One Size Fits All (by )

On Monday, I happened to be discussing some ARGON stuff with a friend, and he pointed out that what I'm trying to do, in many ways, is to find a one-size-fits-all solution for a lot of problems, and that this is often dangerous since you can end up making a nasty compromise.

He's right - part of the challenge in designing ARGON has been to find ways to avoid nasty compromises. So I thought I'd describe a few techniques I've been using.

The best way of finding a one-size-fits-all solution without compromising is finding a general solution to the problem. There are right and wrong ways of doing this.

Take, for example, communication between entities. The problem is that bits of software all over the world will want to use the services of other bits of software, be they within the same cluster (=administrative domain), or elsewhere.

The current conventional approach to this is to provide applications with, on the one hand, access to TCP and UDP sockets, and on the other hand, distributed computing toolkits such as RMI, CORBA, HTTP, or ONC RPC.
**********
» What to do
• a. Repeat word for word the part of the passage about ARGON that opens with the words containing "On Monday, I" and closes with "of doing this.".
• b. According to the passage about ARGON, what is the best way to find a one-size-fits-all solution without compromising?
• c. List every distributed computing toolkit that the passage about ARGON names.
Rely only on the passage about ARGON.

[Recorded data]
**********
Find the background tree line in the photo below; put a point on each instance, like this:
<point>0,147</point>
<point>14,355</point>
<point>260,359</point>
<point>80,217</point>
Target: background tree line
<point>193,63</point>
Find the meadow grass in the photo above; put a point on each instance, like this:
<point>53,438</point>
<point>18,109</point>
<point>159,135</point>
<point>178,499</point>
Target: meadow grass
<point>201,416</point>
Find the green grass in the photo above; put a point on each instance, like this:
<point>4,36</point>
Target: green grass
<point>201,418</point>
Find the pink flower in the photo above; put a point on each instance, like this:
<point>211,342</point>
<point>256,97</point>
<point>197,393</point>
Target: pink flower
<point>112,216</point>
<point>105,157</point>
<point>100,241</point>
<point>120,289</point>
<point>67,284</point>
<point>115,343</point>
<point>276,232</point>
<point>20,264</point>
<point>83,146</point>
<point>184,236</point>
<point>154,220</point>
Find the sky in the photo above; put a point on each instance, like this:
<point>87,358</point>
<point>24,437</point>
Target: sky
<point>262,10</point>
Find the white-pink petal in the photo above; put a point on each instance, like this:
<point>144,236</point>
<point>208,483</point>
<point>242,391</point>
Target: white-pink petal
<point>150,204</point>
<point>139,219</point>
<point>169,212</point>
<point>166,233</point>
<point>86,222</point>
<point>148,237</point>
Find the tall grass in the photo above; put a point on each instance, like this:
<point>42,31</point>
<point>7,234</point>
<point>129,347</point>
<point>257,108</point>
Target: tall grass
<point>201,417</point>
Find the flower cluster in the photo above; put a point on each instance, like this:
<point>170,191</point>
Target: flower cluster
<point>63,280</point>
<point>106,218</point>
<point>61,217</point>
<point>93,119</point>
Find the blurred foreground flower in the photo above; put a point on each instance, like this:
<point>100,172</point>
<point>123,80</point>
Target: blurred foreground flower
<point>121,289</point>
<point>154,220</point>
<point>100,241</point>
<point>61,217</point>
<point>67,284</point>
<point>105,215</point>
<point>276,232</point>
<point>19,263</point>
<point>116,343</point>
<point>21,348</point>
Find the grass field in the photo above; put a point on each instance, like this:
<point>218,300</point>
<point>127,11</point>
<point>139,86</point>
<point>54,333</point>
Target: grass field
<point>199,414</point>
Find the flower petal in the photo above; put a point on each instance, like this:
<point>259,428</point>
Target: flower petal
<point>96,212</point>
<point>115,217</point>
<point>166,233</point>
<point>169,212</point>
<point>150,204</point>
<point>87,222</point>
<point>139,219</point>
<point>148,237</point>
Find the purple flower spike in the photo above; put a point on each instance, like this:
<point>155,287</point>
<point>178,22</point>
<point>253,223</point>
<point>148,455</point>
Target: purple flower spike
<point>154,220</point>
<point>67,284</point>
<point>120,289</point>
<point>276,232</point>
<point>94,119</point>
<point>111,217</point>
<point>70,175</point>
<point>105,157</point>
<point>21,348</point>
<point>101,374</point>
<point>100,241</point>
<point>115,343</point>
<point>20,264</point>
**********
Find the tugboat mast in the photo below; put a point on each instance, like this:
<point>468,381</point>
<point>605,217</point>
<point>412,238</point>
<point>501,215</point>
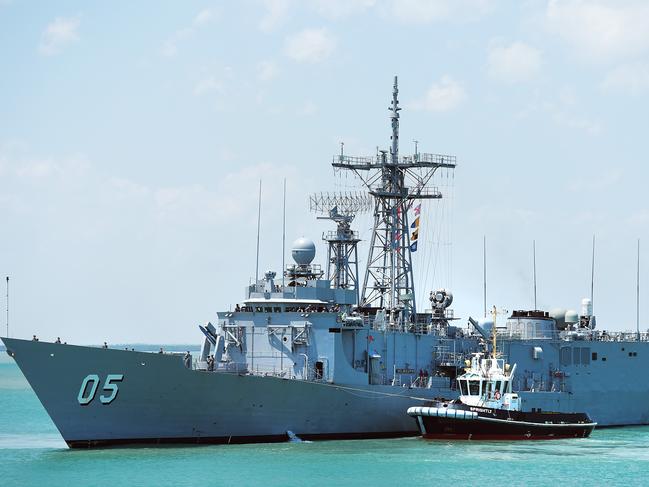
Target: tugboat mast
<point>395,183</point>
**********
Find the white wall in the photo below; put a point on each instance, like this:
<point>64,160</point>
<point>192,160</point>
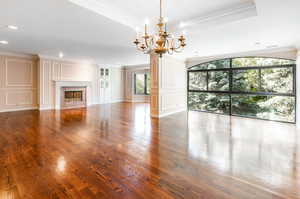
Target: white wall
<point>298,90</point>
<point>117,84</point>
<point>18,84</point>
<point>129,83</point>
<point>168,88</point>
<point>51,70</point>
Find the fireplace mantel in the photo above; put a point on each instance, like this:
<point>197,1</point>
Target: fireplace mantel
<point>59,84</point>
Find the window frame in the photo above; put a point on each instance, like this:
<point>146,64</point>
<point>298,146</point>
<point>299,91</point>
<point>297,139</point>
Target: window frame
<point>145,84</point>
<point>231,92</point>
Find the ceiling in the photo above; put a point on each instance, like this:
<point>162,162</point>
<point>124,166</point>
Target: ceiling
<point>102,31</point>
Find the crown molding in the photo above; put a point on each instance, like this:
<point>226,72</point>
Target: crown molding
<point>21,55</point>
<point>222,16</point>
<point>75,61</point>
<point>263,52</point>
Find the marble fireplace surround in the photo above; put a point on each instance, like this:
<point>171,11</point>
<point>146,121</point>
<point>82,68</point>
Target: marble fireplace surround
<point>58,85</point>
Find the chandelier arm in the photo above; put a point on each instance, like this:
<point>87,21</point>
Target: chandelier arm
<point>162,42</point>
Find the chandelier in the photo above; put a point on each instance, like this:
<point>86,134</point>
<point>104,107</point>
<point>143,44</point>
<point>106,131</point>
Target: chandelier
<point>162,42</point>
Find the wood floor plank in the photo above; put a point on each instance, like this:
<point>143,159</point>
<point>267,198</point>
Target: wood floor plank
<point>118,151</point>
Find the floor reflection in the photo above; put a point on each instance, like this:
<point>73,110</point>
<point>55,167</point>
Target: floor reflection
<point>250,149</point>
**********
» Worked solutions
• a.
On Monday, I happened to be discussing some ARGON stuff with a friend, and he pointed out that what I'm trying to do, in many ways, is to find a one-size-fits-all solution for a lot of problems, and that this is often dangerous since you can end up making a nasty compromise.

He's right - part of the challenge in designing ARGON has been to find ways to avoid nasty compromises. So I thought I'd describe a few techniques I've been using.

The best way of finding a one-size-fits-all solution without compromising is finding a general solution to the problem. There are right and wrong ways of doing this.

• b. Finding a general solution to the problem.

• c. RMI, CORBA, HTTP, ONC RPC